**SUPPLIED ENTRIES:**
Segment Open
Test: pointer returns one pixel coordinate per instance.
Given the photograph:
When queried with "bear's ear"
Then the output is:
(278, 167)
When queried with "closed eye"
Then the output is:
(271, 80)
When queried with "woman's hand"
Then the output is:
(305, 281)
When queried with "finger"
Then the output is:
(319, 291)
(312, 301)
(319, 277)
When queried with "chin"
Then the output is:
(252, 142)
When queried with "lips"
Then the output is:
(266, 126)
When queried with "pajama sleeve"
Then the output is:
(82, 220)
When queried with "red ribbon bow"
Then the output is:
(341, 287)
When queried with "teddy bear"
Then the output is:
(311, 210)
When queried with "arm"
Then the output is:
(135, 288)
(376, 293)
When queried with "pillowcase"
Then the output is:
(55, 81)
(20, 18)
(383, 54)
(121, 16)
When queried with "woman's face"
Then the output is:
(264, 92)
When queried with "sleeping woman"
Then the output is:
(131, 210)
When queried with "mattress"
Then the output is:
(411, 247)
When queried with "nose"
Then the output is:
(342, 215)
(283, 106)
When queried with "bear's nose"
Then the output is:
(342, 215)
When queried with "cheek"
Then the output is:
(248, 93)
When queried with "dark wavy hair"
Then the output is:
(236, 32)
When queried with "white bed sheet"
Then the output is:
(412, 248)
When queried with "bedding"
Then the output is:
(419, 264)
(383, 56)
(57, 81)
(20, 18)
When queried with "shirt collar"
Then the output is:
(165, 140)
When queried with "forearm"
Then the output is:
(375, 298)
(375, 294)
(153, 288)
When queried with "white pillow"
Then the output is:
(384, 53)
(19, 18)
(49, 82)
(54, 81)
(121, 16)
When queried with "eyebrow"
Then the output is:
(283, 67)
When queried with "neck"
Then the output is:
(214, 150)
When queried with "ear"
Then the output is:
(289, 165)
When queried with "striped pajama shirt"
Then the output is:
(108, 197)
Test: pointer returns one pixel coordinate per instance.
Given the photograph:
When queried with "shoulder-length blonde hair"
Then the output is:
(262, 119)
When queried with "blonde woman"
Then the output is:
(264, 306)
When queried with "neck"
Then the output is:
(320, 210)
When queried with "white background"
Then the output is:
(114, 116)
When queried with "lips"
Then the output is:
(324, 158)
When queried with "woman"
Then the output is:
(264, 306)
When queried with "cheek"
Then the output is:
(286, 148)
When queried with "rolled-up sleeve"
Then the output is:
Segment Closed
**WORK TO COMPLETE:** Note how many lines of the listing above include the word "shirt", and respond with that number only.

**TASK SOLUTION:** 2